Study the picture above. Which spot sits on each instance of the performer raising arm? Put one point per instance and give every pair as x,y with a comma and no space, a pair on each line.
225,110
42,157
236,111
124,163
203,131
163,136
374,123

═══

What to work on
Reproduce the listing above verbatim, keeping every line in its original order and form.

Result below
Study the picture above. Which spot sits on each instance of the performer raising arm? Put one point per instance and give every pair as x,y with a comma and no space, a pair on each line.
225,110
42,157
236,111
124,163
203,131
163,136
374,123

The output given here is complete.